What the task asks:
Count the lines in the data that contain the string "child", with case mattering, and give only the number.

[start of Entries supplied]

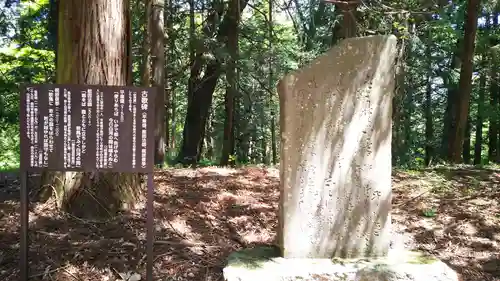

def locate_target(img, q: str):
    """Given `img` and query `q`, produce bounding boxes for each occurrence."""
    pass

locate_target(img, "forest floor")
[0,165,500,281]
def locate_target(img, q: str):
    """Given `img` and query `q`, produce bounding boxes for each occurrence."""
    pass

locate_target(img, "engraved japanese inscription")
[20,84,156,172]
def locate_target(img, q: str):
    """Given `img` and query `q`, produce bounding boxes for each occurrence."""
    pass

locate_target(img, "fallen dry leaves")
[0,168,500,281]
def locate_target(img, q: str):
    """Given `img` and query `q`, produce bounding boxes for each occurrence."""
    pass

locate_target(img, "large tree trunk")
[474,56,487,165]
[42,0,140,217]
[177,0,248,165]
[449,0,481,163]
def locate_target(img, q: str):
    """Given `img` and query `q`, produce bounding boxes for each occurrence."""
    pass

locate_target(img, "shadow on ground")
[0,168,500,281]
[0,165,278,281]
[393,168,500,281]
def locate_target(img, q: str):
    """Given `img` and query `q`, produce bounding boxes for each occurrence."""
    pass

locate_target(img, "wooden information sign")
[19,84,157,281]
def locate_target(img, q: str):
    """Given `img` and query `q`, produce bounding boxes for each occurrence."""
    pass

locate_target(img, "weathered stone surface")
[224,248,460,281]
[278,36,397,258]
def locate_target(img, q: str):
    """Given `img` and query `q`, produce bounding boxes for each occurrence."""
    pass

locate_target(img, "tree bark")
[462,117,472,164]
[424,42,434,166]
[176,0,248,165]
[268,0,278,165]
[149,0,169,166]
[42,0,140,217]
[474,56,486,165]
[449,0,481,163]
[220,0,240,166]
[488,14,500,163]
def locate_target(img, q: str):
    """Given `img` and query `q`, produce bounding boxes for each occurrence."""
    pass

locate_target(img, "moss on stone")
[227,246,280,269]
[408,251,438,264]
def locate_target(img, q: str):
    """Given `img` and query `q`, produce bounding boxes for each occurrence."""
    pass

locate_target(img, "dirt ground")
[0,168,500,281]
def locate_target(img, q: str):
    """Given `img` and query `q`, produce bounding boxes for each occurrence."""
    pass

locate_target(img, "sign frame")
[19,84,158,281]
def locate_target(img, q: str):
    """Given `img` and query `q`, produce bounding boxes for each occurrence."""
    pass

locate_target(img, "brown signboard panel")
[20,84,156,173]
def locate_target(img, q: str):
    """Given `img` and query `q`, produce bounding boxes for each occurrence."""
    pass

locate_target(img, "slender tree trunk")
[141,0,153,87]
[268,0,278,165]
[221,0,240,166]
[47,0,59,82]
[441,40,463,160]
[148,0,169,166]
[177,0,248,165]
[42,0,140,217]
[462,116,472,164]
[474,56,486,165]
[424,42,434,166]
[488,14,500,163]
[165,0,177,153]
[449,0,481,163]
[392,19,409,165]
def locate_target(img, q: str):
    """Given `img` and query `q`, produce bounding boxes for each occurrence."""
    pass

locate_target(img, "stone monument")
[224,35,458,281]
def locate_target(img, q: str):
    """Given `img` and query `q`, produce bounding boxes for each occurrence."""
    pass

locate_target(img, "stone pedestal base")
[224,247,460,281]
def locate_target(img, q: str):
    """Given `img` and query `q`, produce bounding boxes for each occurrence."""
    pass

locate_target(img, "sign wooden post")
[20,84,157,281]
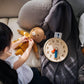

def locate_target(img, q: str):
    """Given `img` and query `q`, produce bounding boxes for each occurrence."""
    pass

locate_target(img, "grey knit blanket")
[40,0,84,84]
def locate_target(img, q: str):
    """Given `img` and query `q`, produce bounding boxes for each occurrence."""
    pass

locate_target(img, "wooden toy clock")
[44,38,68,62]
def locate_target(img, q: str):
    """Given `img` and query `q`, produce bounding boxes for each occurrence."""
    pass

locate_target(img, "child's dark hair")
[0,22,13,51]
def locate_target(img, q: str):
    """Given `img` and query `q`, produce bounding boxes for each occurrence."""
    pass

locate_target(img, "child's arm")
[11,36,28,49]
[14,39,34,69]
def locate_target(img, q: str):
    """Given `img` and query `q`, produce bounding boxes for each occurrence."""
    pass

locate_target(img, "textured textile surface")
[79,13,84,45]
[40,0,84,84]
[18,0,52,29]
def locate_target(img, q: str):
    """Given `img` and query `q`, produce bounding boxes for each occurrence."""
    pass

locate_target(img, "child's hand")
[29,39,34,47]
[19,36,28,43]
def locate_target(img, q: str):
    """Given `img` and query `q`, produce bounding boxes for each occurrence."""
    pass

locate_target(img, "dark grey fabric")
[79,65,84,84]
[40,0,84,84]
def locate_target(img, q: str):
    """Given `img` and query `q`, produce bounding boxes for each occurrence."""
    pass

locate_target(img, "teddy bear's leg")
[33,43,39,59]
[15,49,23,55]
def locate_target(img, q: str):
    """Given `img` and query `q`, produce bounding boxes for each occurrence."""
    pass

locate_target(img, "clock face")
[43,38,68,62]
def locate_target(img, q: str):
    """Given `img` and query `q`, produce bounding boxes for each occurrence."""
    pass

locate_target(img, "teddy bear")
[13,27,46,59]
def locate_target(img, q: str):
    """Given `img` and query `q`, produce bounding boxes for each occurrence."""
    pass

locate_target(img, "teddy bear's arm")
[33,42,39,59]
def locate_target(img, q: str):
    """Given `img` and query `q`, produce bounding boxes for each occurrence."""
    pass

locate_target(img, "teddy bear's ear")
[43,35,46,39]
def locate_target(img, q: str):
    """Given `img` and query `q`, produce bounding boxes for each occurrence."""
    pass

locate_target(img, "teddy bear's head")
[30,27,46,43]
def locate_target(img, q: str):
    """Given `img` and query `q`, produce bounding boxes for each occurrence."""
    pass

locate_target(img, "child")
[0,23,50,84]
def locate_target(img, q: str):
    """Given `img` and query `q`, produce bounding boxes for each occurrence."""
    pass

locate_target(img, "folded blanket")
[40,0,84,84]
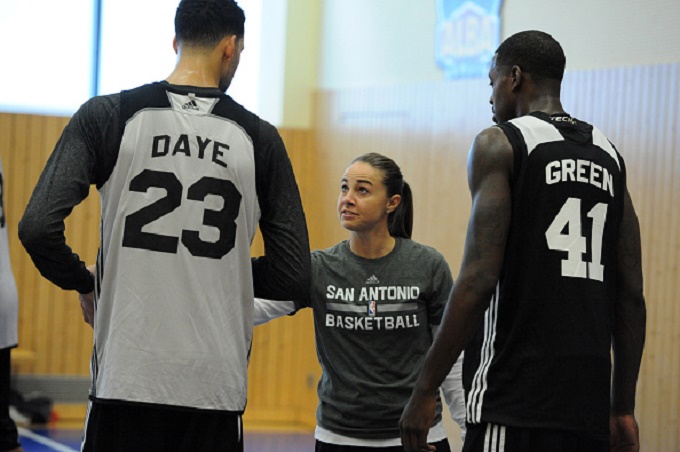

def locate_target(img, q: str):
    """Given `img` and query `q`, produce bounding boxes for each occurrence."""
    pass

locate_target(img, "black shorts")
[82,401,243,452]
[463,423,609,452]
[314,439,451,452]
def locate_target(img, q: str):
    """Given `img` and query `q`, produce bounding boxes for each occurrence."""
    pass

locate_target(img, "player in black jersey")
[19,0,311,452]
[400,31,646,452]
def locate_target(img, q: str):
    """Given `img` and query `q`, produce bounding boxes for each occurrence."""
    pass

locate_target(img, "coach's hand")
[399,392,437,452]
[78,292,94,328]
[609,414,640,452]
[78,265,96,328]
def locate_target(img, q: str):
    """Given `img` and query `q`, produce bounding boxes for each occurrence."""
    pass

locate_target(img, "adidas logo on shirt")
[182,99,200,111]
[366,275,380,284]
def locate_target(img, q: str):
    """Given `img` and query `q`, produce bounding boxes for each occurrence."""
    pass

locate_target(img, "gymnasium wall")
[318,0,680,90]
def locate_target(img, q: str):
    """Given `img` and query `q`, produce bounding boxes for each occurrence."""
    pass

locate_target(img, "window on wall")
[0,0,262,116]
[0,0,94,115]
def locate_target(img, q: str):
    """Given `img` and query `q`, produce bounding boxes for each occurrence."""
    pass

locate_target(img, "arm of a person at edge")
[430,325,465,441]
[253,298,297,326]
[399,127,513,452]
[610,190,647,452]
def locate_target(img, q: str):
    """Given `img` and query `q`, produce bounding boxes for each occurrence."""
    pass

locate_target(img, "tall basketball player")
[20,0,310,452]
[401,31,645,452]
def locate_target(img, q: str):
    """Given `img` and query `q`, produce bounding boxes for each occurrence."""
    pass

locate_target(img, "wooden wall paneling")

[end of Entries supplied]
[start of Entries supplied]

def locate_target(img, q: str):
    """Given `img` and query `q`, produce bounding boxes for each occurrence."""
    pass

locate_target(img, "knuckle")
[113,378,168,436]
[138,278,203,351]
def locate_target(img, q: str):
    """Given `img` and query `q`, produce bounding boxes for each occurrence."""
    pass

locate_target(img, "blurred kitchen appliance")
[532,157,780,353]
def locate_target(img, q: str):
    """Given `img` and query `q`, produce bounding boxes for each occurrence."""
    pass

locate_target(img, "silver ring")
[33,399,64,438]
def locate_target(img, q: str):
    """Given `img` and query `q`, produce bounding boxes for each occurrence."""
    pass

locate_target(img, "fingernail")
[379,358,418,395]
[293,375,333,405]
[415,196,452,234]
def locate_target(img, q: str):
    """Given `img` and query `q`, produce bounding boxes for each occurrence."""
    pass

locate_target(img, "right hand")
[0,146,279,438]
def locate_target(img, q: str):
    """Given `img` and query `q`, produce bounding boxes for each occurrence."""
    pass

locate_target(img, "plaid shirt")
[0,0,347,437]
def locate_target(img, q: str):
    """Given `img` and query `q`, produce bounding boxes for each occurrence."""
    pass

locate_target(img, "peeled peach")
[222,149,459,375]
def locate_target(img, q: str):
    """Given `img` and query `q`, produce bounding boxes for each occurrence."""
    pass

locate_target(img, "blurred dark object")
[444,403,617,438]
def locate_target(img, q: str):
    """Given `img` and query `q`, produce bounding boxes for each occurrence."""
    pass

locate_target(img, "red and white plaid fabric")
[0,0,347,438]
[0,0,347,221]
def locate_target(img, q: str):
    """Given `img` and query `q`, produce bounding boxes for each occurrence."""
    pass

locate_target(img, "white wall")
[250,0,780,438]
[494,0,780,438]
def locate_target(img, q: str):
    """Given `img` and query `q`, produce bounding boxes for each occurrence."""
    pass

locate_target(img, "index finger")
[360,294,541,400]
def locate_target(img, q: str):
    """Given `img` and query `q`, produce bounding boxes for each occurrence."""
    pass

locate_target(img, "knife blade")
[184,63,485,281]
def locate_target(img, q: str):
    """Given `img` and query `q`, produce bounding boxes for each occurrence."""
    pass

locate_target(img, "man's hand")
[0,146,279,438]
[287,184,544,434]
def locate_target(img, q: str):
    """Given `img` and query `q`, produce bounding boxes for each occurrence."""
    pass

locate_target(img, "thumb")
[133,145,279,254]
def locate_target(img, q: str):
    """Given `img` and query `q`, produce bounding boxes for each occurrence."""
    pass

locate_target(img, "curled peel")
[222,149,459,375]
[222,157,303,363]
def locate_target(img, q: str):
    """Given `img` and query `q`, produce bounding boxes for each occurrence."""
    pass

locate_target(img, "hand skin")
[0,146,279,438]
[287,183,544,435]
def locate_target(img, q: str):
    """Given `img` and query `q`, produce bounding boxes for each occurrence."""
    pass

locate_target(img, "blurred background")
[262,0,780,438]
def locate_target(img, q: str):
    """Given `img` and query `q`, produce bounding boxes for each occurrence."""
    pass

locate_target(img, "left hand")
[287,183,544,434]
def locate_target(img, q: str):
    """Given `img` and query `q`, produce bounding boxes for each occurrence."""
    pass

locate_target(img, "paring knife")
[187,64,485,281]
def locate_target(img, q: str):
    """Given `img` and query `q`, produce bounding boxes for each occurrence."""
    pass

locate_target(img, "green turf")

[end of Entries supplied]

Problem solution:
4